PROMPT
Rewrite the lines from the one that contains "Outline every instance of the white" through the one that contains "[[[51,71],[62,70],[62,47],[44,44],[45,51],[45,67]]]" as a Markdown table with a Row column holding a running number and a Text column holding each line, omitting blank lines.

INPUT DATA
________________________________________

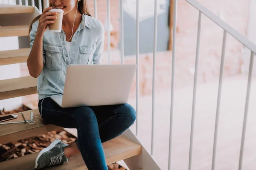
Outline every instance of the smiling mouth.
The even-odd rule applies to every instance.
[[[65,8],[66,8],[66,6],[61,6],[61,7],[58,7],[57,6],[55,6],[55,7],[56,8],[56,9],[63,9]]]

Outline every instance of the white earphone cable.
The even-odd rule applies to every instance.
[[[79,0],[77,1],[77,6],[76,7],[76,15],[75,16],[75,18],[74,19],[74,22],[73,23],[73,26],[72,27],[72,33],[71,34],[71,37],[70,37],[70,38],[69,40],[68,41],[69,41],[71,38],[72,38],[72,36],[73,36],[73,29],[74,29],[74,26],[75,25],[75,21],[76,20],[76,14],[77,13],[77,9],[78,8],[78,3],[79,2]],[[66,62],[66,57],[64,57],[65,58],[65,65],[66,65],[67,62]],[[46,94],[48,92],[49,92],[50,91],[52,91],[53,90],[54,90],[56,88],[57,88],[57,86],[58,85],[59,82],[60,82],[60,80],[61,79],[61,75],[60,76],[60,77],[59,78],[58,80],[58,82],[57,83],[57,85],[56,85],[56,86],[55,86],[55,88],[54,88],[54,89],[53,89],[52,90],[50,90],[49,91],[47,91],[46,92],[45,92],[44,93],[44,97],[43,98],[43,100],[42,100],[42,102],[41,102],[41,114],[40,114],[40,116],[33,116],[36,117],[38,117],[38,118],[40,118],[41,117],[42,117],[42,115],[43,115],[43,109],[42,108],[42,103],[43,103],[43,102],[44,102],[44,97],[45,96],[45,94]],[[29,119],[29,120],[31,121],[32,121],[32,122],[33,122],[33,123],[29,123],[29,122],[28,122],[28,119],[29,119],[29,117],[30,117],[30,119]],[[29,116],[26,119],[26,121],[27,121],[27,123],[29,124],[34,124],[35,123],[35,122],[32,120],[33,119],[32,118],[32,117],[31,117],[31,116]]]

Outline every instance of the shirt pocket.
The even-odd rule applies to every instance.
[[[88,64],[90,60],[93,58],[93,50],[90,46],[83,45],[80,46],[78,64]]]
[[[51,71],[62,70],[62,47],[44,44],[45,51],[45,67]]]

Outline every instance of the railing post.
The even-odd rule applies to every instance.
[[[221,89],[222,87],[222,77],[224,68],[224,61],[225,58],[225,51],[226,49],[226,41],[227,39],[227,31],[224,30],[223,34],[223,42],[222,42],[222,51],[221,52],[221,60],[219,78],[218,90],[218,99],[217,101],[217,109],[216,110],[216,117],[215,120],[215,129],[214,130],[214,139],[213,140],[213,151],[212,153],[212,170],[215,168],[216,159],[216,147],[218,139],[218,128],[219,117],[220,114],[220,108],[221,106]]]
[[[171,110],[168,170],[172,167],[172,122],[173,122],[173,104],[174,103],[174,80],[175,76],[175,57],[176,57],[176,33],[177,27],[177,8],[178,0],[174,0],[173,5],[173,35],[172,37],[172,89],[171,94]]]
[[[199,57],[199,48],[200,46],[200,35],[201,34],[201,23],[202,21],[202,13],[199,11],[198,23],[198,35],[195,54],[195,76],[194,77],[194,88],[193,91],[193,101],[192,105],[192,115],[191,116],[191,129],[190,130],[190,144],[189,146],[189,170],[191,170],[192,166],[192,153],[193,152],[193,142],[194,140],[194,128],[195,127],[195,101],[196,99],[196,90],[197,87],[197,78],[198,68],[198,59]]]
[[[32,6],[35,6],[35,0],[31,0],[31,5]]]
[[[154,115],[156,85],[156,60],[157,55],[157,0],[155,0],[154,25],[154,48],[153,51],[153,78],[152,88],[152,126],[151,138],[151,155],[154,154]]]
[[[124,63],[124,0],[120,0],[120,17],[121,19],[121,64]]]
[[[109,0],[107,0],[107,25],[108,27],[108,64],[111,63],[110,57],[111,41],[110,41],[110,7]]]
[[[140,52],[140,0],[136,4],[136,136],[139,135],[139,55]]]
[[[248,83],[247,85],[247,91],[246,93],[246,99],[245,100],[245,107],[244,108],[244,123],[243,124],[243,131],[242,132],[242,137],[239,160],[239,170],[241,170],[243,163],[243,156],[244,154],[244,138],[246,131],[246,125],[247,124],[247,116],[248,115],[248,108],[250,100],[250,86],[252,82],[252,75],[253,60],[254,59],[254,54],[251,51],[251,56],[250,61],[250,67],[249,68],[249,75],[248,76]]]

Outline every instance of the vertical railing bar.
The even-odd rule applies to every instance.
[[[199,57],[199,49],[200,47],[200,35],[201,34],[201,23],[202,21],[202,13],[199,11],[198,26],[198,33],[195,54],[195,77],[194,77],[194,88],[193,91],[193,101],[192,105],[192,115],[191,116],[191,129],[190,131],[190,144],[189,146],[189,170],[191,170],[192,165],[192,154],[193,152],[193,142],[194,141],[194,128],[195,127],[195,104],[196,99],[196,90],[197,87],[198,73],[198,59]]]
[[[170,132],[168,170],[172,167],[172,122],[173,122],[173,104],[174,103],[174,80],[175,75],[175,58],[176,57],[176,33],[177,26],[177,8],[178,0],[174,0],[173,4],[173,33],[172,35],[172,89],[170,116]]]
[[[222,77],[223,76],[223,71],[224,68],[224,61],[225,58],[225,51],[226,49],[226,41],[227,39],[227,31],[224,30],[223,34],[223,42],[222,42],[222,51],[221,52],[221,68],[220,70],[220,76],[219,78],[218,90],[218,100],[217,101],[217,109],[216,111],[216,117],[215,120],[215,129],[214,130],[214,139],[213,140],[213,150],[212,153],[212,170],[215,169],[215,163],[216,162],[216,150],[217,142],[218,139],[218,128],[219,117],[220,113],[220,108],[221,105],[221,90],[222,87]]]
[[[31,0],[31,5],[32,6],[35,6],[35,0]]]
[[[109,0],[107,0],[107,23],[108,27],[108,64],[111,63],[110,58],[110,7]]]
[[[151,136],[151,155],[154,155],[154,116],[156,85],[156,60],[157,54],[157,0],[155,0],[154,24],[154,47],[153,51],[153,78],[152,87],[152,126]]]
[[[140,0],[136,4],[136,136],[139,135],[139,55],[140,51]]]
[[[120,0],[121,18],[121,63],[124,63],[124,0]]]
[[[42,13],[42,1],[41,0],[38,0],[38,8],[39,11]]]
[[[248,83],[247,85],[247,92],[246,93],[246,99],[245,101],[245,107],[244,108],[244,123],[243,124],[243,130],[242,132],[242,137],[241,140],[241,144],[239,160],[239,170],[242,169],[243,163],[243,156],[244,154],[244,139],[245,137],[245,132],[246,131],[246,125],[247,124],[247,116],[248,115],[248,108],[249,107],[249,102],[250,100],[250,86],[252,81],[252,75],[253,72],[253,60],[254,59],[254,54],[251,51],[251,56],[250,61],[250,67],[249,68],[249,75],[248,76]]]
[[[94,0],[93,6],[94,7],[94,18],[97,19],[97,0]]]

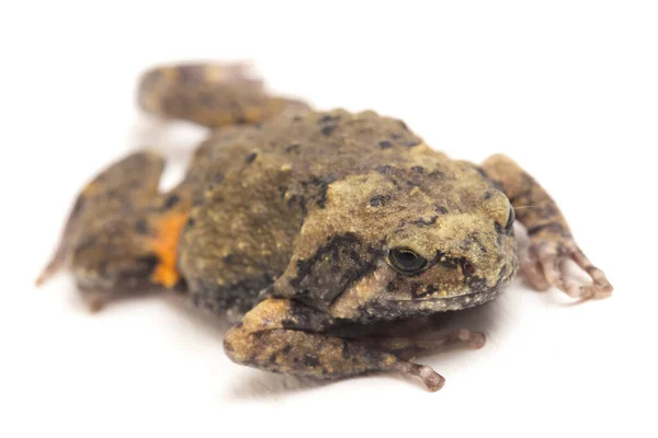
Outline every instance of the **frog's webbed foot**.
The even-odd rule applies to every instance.
[[[611,295],[612,285],[603,272],[580,251],[557,204],[531,175],[500,154],[487,159],[481,170],[508,196],[517,220],[527,230],[530,245],[527,254],[522,254],[520,270],[530,286],[537,290],[555,286],[581,300]],[[575,273],[569,272],[569,261],[585,270],[592,281],[582,284]]]
[[[429,366],[392,353],[408,349],[409,342],[386,350],[368,341],[333,336],[324,332],[330,320],[287,299],[266,299],[226,334],[224,348],[238,364],[273,372],[337,379],[397,371],[420,378],[430,391],[443,387],[445,379]]]
[[[592,281],[583,284],[569,269],[569,262],[575,262],[591,277]],[[521,261],[521,275],[537,290],[546,290],[555,286],[569,297],[580,300],[606,298],[613,290],[605,274],[587,258],[570,238],[531,239],[527,255]]]

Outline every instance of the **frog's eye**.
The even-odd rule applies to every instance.
[[[517,216],[514,215],[514,207],[510,206],[510,212],[508,214],[508,221],[504,224],[504,231],[509,232],[512,230],[515,219]]]
[[[428,261],[407,247],[394,247],[388,252],[388,264],[402,274],[421,270]]]

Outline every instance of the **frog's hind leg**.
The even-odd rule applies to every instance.
[[[264,92],[246,65],[182,64],[147,71],[138,88],[147,113],[216,128],[260,123],[292,105]]]
[[[70,267],[94,309],[116,296],[175,286],[175,247],[190,203],[182,193],[159,194],[163,165],[159,154],[137,152],[87,184],[37,284]]]

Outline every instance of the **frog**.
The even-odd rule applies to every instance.
[[[137,102],[209,134],[171,189],[159,188],[164,157],[139,150],[79,193],[37,284],[66,268],[94,311],[177,290],[230,322],[224,350],[239,365],[318,379],[400,372],[436,391],[445,379],[415,358],[480,348],[484,333],[363,328],[481,306],[518,276],[580,301],[613,290],[506,155],[451,159],[398,118],[274,95],[243,65],[156,66]]]

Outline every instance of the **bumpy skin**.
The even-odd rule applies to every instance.
[[[483,334],[387,338],[350,327],[498,296],[519,266],[512,205],[531,239],[531,285],[582,298],[612,290],[555,203],[508,158],[453,161],[400,120],[270,96],[237,66],[151,70],[139,103],[219,128],[169,193],[157,192],[163,162],[150,152],[82,191],[41,280],[68,263],[97,308],[120,292],[178,287],[236,323],[225,349],[237,362],[320,378],[401,371],[438,390],[443,378],[407,358],[480,347]],[[568,258],[591,285],[563,270]]]

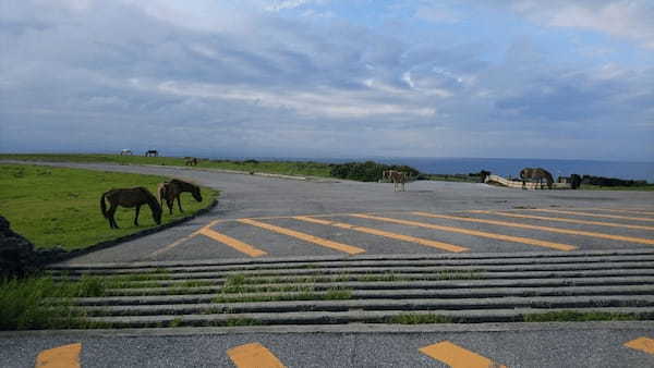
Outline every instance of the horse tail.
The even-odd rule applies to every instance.
[[[102,216],[105,217],[105,219],[109,218],[109,216],[107,214],[107,204],[105,203],[105,197],[107,196],[108,193],[109,192],[105,192],[100,196],[100,210],[102,211]]]

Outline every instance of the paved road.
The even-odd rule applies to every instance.
[[[71,261],[75,263],[654,245],[654,194],[646,192],[519,191],[421,181],[409,184],[408,192],[395,193],[392,184],[385,183],[298,181],[162,167],[61,165],[177,176],[222,191],[218,206],[206,216]],[[645,211],[621,211],[642,208]],[[471,212],[480,210],[492,212]],[[566,213],[570,210],[585,214]]]
[[[391,184],[379,183],[298,181],[162,167],[61,165],[178,176],[222,191],[218,206],[206,216],[72,259],[70,265],[396,254],[566,254],[571,249],[651,249],[654,245],[652,193],[528,192],[444,182],[411,183],[408,192],[393,193]],[[246,345],[243,349],[247,354],[241,357],[256,355],[292,367],[447,366],[451,357],[439,355],[443,346],[449,353],[458,352],[455,358],[459,363],[475,360],[486,366],[654,366],[654,341],[647,340],[654,339],[652,322],[386,328],[390,330],[344,326],[274,332],[266,328],[257,328],[258,332],[209,328],[118,334],[3,333],[0,366],[32,366],[39,352],[66,344],[80,345],[65,347],[60,356],[72,354],[74,358],[78,354],[84,367],[233,366],[239,361],[238,353],[243,353],[239,346],[250,343],[261,345]],[[625,345],[634,340],[631,346],[637,348]],[[426,346],[432,348],[421,352]]]
[[[453,360],[462,363],[460,367],[488,367],[493,363],[508,367],[654,365],[652,347],[647,349],[654,340],[641,338],[652,330],[632,322],[580,323],[574,328],[560,323],[450,326],[440,331],[382,328],[377,332],[350,327],[339,332],[315,332],[319,329],[300,328],[304,332],[294,333],[168,329],[55,336],[21,333],[12,339],[0,335],[0,363],[7,368],[29,367],[39,352],[69,345],[76,354],[60,360],[77,360],[83,367],[233,367],[246,356],[239,357],[234,348],[259,353],[258,367],[272,366],[274,359],[287,367],[448,367],[456,366]],[[262,349],[267,354],[261,354]],[[480,360],[482,364],[475,365]]]

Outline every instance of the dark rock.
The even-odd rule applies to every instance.
[[[0,216],[0,278],[22,277],[38,269],[38,255],[24,236]]]

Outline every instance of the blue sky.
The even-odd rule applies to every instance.
[[[0,151],[654,161],[651,0],[4,0]]]

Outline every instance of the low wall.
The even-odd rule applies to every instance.
[[[543,182],[543,183],[532,183],[532,182],[525,182],[524,186],[522,185],[522,182],[514,182],[498,175],[488,175],[486,176],[486,180],[484,181],[484,183],[488,183],[488,184],[499,184],[501,186],[507,186],[510,188],[525,188],[525,189],[548,189],[547,187],[547,183]],[[572,187],[570,186],[569,183],[553,183],[552,186],[553,189],[571,189]]]

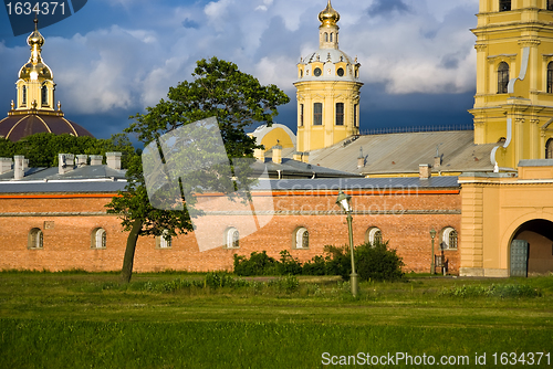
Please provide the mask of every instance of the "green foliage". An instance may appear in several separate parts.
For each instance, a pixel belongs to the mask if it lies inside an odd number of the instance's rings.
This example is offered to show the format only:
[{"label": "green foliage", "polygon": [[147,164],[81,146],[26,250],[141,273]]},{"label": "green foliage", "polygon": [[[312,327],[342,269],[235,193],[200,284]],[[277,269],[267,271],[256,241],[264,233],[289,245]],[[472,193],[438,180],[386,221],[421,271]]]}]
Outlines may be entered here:
[{"label": "green foliage", "polygon": [[280,252],[279,273],[281,275],[302,274],[302,263],[294,259],[286,250]]},{"label": "green foliage", "polygon": [[88,136],[75,137],[69,134],[54,135],[50,133],[34,134],[17,143],[0,138],[0,157],[11,158],[23,155],[29,159],[30,167],[55,167],[59,154],[102,155],[119,151],[122,168],[128,168],[128,161],[135,155],[135,149],[124,134],[113,135],[108,139]]},{"label": "green foliage", "polygon": [[404,263],[388,242],[365,243],[355,247],[355,266],[361,281],[398,281]]},{"label": "green foliage", "polygon": [[326,261],[321,255],[313,256],[312,260],[303,264],[303,275],[326,275]]},{"label": "green foliage", "polygon": [[276,274],[276,263],[267,251],[252,252],[250,259],[234,254],[234,274],[243,276]]},{"label": "green foliage", "polygon": [[540,297],[542,293],[539,288],[525,284],[492,284],[490,286],[462,285],[453,286],[441,292],[442,296],[450,297],[500,297],[500,298],[520,298],[520,297]]}]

________________________________________

CORRECT OUTPUT
| Row | Text |
|---|---|
| 1 | Outline every instance of the white earphone cable. |
| 2 | The even-odd rule applies to every instance. |
| 3 | [[[79,0],[77,1],[77,6],[76,7],[76,15],[75,16],[75,18],[74,19],[74,22],[73,23],[73,26],[72,27],[72,33],[71,34],[71,37],[70,37],[70,38],[69,40],[68,41],[69,41],[71,38],[72,38],[72,36],[73,36],[73,29],[74,29],[74,26],[75,25],[75,21],[76,20],[76,14],[77,13],[77,9],[78,8],[78,3],[79,2]],[[66,62],[66,57],[64,57],[65,58],[65,65],[66,65],[67,62]],[[46,94],[48,92],[49,92],[50,91],[52,91],[53,90],[54,90],[56,88],[57,88],[57,86],[58,85],[59,82],[60,82],[60,80],[61,79],[61,75],[60,76],[60,77],[59,78],[58,80],[58,82],[57,83],[57,85],[56,85],[56,86],[55,86],[55,88],[54,88],[54,89],[53,89],[52,90],[50,90],[49,91],[47,91],[46,92],[45,92],[44,93],[44,97],[43,98],[43,100],[42,100],[42,102],[41,102],[41,114],[40,114],[40,116],[33,116],[36,117],[38,117],[38,118],[40,118],[41,117],[42,117],[42,115],[43,115],[43,109],[42,108],[42,103],[43,103],[43,102],[44,102],[44,97],[45,96],[45,94]],[[29,119],[29,120],[31,121],[32,121],[32,122],[33,122],[33,123],[29,123],[29,122],[28,122],[28,119],[29,119],[29,117],[30,117],[30,119]],[[29,116],[26,119],[26,121],[27,121],[27,123],[29,124],[34,124],[35,123],[35,122],[32,120],[33,119],[32,118],[32,117],[31,117],[31,116]]] |
| 4 | Outline every instance of the shirt pocket. |
| 5 | The even-odd rule applies to every instance. |
| 6 | [[[88,64],[90,60],[93,58],[93,50],[90,46],[83,45],[80,46],[78,64]]] |
| 7 | [[[51,71],[62,70],[62,47],[44,44],[45,51],[45,67]]] |